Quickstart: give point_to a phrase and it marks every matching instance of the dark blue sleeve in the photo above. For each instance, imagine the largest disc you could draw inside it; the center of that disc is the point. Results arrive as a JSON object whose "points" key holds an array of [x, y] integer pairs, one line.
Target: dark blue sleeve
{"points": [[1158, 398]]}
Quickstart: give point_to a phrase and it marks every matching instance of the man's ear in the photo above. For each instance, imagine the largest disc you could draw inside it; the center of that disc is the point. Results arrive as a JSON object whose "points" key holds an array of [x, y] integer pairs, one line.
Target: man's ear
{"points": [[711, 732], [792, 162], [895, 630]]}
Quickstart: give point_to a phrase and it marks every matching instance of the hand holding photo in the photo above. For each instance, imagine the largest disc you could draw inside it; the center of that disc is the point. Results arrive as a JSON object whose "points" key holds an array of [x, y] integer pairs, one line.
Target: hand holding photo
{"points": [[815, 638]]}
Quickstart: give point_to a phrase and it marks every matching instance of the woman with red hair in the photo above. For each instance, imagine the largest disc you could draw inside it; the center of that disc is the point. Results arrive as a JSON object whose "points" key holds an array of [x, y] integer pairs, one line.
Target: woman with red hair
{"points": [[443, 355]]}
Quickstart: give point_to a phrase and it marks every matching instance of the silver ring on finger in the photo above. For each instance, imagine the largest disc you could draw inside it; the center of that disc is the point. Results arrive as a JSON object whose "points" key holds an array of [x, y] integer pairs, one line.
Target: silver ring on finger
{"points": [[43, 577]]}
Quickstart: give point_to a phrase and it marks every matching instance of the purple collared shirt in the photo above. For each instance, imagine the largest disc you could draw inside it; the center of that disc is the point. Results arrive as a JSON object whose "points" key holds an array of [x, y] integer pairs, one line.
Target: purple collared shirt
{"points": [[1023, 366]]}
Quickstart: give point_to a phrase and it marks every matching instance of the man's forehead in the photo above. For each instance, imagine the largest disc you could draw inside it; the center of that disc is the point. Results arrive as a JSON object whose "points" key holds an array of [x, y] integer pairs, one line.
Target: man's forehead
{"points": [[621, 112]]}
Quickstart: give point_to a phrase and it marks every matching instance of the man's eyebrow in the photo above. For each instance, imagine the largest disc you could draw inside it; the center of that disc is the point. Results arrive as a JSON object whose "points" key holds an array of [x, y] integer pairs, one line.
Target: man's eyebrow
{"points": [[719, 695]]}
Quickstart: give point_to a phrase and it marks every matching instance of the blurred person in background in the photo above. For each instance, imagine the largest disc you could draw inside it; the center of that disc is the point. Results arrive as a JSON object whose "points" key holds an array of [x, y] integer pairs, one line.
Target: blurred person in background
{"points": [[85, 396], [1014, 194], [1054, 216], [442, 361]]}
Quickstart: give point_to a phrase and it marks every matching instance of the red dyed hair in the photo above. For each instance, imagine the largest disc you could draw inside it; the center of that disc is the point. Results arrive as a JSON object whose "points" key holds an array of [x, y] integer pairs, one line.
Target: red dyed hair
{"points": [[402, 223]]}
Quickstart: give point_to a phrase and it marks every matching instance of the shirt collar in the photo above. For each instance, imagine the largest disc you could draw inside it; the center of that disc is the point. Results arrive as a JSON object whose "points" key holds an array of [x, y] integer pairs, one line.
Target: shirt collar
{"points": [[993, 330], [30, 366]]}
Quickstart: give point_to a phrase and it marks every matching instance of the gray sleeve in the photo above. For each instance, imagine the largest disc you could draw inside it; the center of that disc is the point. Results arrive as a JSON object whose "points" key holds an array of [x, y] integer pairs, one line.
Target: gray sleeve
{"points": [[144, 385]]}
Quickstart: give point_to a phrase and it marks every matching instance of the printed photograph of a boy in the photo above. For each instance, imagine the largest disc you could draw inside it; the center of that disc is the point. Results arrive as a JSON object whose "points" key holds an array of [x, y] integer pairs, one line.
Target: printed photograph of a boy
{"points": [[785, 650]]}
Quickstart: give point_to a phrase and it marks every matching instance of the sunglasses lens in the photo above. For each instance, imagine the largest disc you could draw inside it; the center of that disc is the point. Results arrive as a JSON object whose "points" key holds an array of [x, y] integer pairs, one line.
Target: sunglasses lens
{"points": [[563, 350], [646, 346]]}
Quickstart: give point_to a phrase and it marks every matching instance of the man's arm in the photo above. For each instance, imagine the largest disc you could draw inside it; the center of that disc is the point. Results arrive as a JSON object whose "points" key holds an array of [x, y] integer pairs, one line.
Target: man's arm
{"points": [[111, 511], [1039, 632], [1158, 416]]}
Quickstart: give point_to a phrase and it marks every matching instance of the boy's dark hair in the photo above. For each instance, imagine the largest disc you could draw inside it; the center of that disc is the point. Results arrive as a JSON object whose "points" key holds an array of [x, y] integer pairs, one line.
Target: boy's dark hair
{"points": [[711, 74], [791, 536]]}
◆ ◆ ◆ ◆ ◆ ◆ ◆
Would you transcribe the entire listing above without any deviation?

Quickstart: give point_to a phrase and it marks every matching instance of the dark blue sleeve in the photo above. For each instance, imagine the largest disc you could draw inside it; the center of that disc is the point. Results arrive as a JSON object whose "points" key holds an array of [x, y] integer pairs, one line.
Target: dark blue sleeve
{"points": [[1158, 398]]}
Quickstart: give point_to a phrase and it marks every matching instance of the man's ear in the photo above. For each instance, imagine the largest disc you could draw inside it; the center of that disc is the point. Results arrive as a JSON object whose "points" key holds an array of [x, y] integer pairs, one line.
Target: man's ear
{"points": [[711, 732], [792, 162], [895, 630]]}
Quickstart: give point_to a phrase and it marks every matching instance of the hand holding photo in the photo above. For each instance, imagine the largest disc you could draw inside it; the center of that disc is the point. Results arrive as a JSON object whose "points" key holds an array of [x, y] integer pairs, one line.
Target: hand holding photo
{"points": [[815, 638]]}
Quickstart: give point_to a phrase and it marks every matching instance of the woman with red hair in the photo above. For each instance, imagine the largest disc you could draw inside it; the center of that disc is the point. Results arrive as a JSON object whose "points" key holds an array of [x, y] integer pairs, one line.
Target: woman with red hair
{"points": [[443, 355]]}
Quickstart: give point_to a phrase and it marks every matching instance of the silver ring on finger in the photo above. For each instance, imagine the largest disc you could draw inside it; the center of that disc is the point. Results arrive as a JSON object whose "points" key holds an array of [x, y] integer pairs, one line.
Target: silver ring on finger
{"points": [[43, 577]]}
Quickstart: give point_to a phrase and it marks every matching instance of the purple collared shirt in the photo above. For each instance, imagine the largest disc you could draw inside it; the center of that disc is the point. Results arrive as a JSON object whose "points" key holds an array of [x, y] integer pairs, one line.
Target: purple collared shirt
{"points": [[1023, 366]]}
Quickstart: give point_to a phrase and it marks every matching instance of the man's forehead in the photo above. For each instance, imagine the largest disc you could draw inside it; the center of that disc is the point. Results arrive as a JSON object whose "points" key holds an array of [x, y] integer pairs, one line.
Target: man's forehead
{"points": [[621, 112]]}
Quickstart: give point_to a phrase and it marks every matching instance of the man's eyebrow in the photo above. For each instance, imagine the largest disc you could draw inside it; the center of that disc is the point. Results arrive as a JSON object whose "points" key holds an array of [x, y] integer pairs, one line.
Target: man's eyebrow
{"points": [[719, 695]]}
Quickstart: give point_to a phrase and it marks every matching instance of the blurred person in background in the photo above. For each instance, imagine the largest disc you could draw inside it; the center of that disc is the point. Results arrive as a JSON object whose "points" key holds an array of [x, y] integer pairs, one line.
Target: blurred person in background
{"points": [[85, 396], [1014, 194], [1054, 216], [442, 361]]}
Quickstart: give point_to a phrase and it marks every matching instance of the red dyed hair in the photo above. For each instance, imagine the largest disc you could draw inside it; the center of that disc is the point. Results arrive as a JSON object whose "points" key holds an array of [x, y] integer pairs, one line.
Target: red dyed hair
{"points": [[402, 223]]}
Quickstart: give point_to a phrase and it marks every matching instance of the shirt collar in the photo above. For each instance, imagine the largest disc you could draw inside it; the center of that disc is the point. Results arrive as a JSON object whose "points" key holds an array of [x, y] integer pairs, one line.
Target: shirt collar
{"points": [[993, 330], [30, 366]]}
Quickstart: give point_to a phrase and it marks every matching instance of the gray sleeve in the photo above. For each instance, imagine the largest disc you could draw inside it; the center of that disc is the point. Results arrive as a JSON object whose "points" key holds an array of [x, y] integer pairs, one line.
Target: gray sleeve
{"points": [[144, 385]]}
Quickstart: give point_to a phrase and it marks every matching instance of the printed photograph of a boy in the photo above. For each instance, imagine the largest disc you could draw inside it; the center of that disc is the point. Results arrive as a JSON object whose "points" key holds an array of [x, y] integer pairs, one line.
Target: printed photograph of a boy
{"points": [[785, 650]]}
Quickstart: give point_to a phrase and it marks every matching instance of the sunglasses lens in the photo above. For each instance, imagine the largest disc you could draw inside it; the center of that disc is the point. Results arrive as a JSON object whose "points" key holds an array of [x, y] integer pairs, one line.
Target: sunglasses lens
{"points": [[563, 350], [646, 346]]}
Quickstart: give point_to a phrase and it marks every matching instance of the man's arm in the photo above. For each instance, imagine the largest disc you could draw inside it; the center of that disc is the point. Results arrive as a JSON object whose "points" key holds an array of [x, y] integer pairs, one line.
Target: man's arm
{"points": [[111, 511], [1039, 632], [1158, 416]]}
Quickstart: give point_to a phrase and it marks every matching instance of the boy's dark hair in the photo above. For each instance, imagine the largest disc you could draw inside it; the center of that disc is the point. Results arrive as a JSON object whose "points" key holds an array of [x, y] integer pairs, one line.
Target: boy's dark hair
{"points": [[711, 74], [791, 536]]}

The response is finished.